#### [Source text]

Was it a political embarrassment? I thought it was exactly what is helpful to the Obama administration. Instead of being responsible for cheapening contraception and perhaps risking women's health in the process, Obama et al. can say the judge made it happen. It's great political cover.
But that controversy may look like a tempest in a teapot compared with a broader and no less heated discussion that is roiling the medical community: should birth-control pills of any type require a doctor’s prescription? Or should they be available, like Tylenol, on pharmacy shelves?After having won reelection by demagoguing contraception, Obama is mired in the horrible — how horrible? — problem of implementing the Affordable Care Act, with its promise of contraception coverage. What would be more helpful than birth control pills sold over the counter like Tylenol? Oh, it's safe enough say the obstetricians and gynecologists. What are their economic interests here? Do they want a big new stream of patients coming in for simple prescriptions? Perhaps they fear the piddling reimbursements they'll get for this work. If only the federal courts would take the heat for the decision to block access to doctors for routine birth control care. The federal courts could make it seem like it's about — yay! — Women's Rights and not — boo! — cost cutting.
Last December the American College of Obstetricians and Gynecologists released an official position paper concluding that the time had come for birth-control pills to be sold over the counter. It was the first time the group had endorsed such sales, concluding that scientific evidence suggested that the practice was safe and calling it “a potential way to improve contraceptive access and use, and possibly decrease the unintended pregnancy rate.”
But the NYT analysis is not about the economics of Obamacare and things that might disturb liberals. It's about the Warriors on Women, the religionists and pro-lifers. They've been questioning the safety of the morning-after pill, which, unlike regular birth control pills, entails the abortion issue. Making righties seems like the opponents of over-the-counter birth control pills is a great distraction from the cost-cutting in the implementation of Obamacare. If righties are the opponents, opposition — to lefties — is toxic.

#### [Source material]
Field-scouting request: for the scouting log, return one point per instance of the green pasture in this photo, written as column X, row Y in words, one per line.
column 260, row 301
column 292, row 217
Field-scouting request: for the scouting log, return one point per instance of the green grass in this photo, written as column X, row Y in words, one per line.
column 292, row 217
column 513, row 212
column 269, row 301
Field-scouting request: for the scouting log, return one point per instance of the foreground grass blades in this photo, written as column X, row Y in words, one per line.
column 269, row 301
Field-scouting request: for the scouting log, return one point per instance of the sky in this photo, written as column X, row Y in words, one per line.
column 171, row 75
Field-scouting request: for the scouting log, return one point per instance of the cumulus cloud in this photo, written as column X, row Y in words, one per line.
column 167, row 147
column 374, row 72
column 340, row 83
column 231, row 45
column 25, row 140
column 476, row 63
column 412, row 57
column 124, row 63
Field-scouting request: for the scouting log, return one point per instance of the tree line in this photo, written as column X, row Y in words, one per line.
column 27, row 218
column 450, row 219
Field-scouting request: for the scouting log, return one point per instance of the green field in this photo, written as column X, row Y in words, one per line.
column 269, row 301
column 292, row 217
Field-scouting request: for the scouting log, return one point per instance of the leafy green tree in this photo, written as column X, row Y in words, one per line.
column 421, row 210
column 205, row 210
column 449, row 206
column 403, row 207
--
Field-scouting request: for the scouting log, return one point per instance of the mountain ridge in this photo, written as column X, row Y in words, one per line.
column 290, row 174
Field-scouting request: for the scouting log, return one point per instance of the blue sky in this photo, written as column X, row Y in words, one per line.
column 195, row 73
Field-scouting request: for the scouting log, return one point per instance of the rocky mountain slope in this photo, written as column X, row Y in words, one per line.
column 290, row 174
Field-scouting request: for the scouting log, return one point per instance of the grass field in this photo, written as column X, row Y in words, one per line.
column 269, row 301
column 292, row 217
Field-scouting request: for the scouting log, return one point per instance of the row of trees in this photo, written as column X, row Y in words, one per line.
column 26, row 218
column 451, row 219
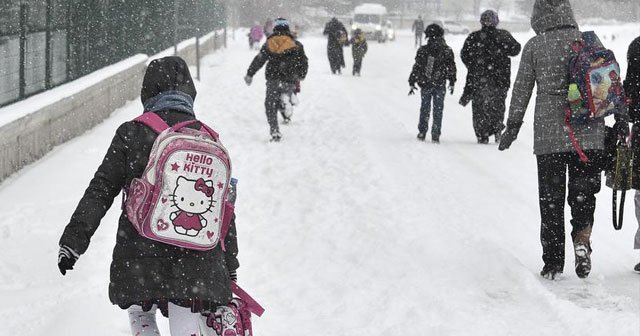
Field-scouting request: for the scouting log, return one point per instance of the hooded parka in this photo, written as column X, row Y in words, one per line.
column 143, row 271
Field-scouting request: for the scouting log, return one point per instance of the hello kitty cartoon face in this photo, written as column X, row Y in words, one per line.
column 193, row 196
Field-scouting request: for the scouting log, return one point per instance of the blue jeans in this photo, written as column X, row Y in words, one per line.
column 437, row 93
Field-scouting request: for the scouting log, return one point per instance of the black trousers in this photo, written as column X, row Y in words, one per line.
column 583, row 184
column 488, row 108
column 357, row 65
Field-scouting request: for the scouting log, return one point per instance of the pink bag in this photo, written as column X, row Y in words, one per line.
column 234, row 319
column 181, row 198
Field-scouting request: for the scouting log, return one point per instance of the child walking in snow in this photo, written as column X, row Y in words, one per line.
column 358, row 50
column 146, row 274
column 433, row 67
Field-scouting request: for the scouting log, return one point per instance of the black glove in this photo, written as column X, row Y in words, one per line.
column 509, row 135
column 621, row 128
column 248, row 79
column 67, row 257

#### [Your task]
Retype the passage from the birth-control text above word for word, starting at "But the NYT" and ending at "lefties — is toxic.".

#### [Exercise output]
But the NYT analysis is not about the economics of Obamacare and things that might disturb liberals. It's about the Warriors on Women, the religionists and pro-lifers. They've been questioning the safety of the morning-after pill, which, unlike regular birth control pills, entails the abortion issue. Making righties seems like the opponents of over-the-counter birth control pills is a great distraction from the cost-cutting in the implementation of Obamacare. If righties are the opponents, opposition — to lefties — is toxic.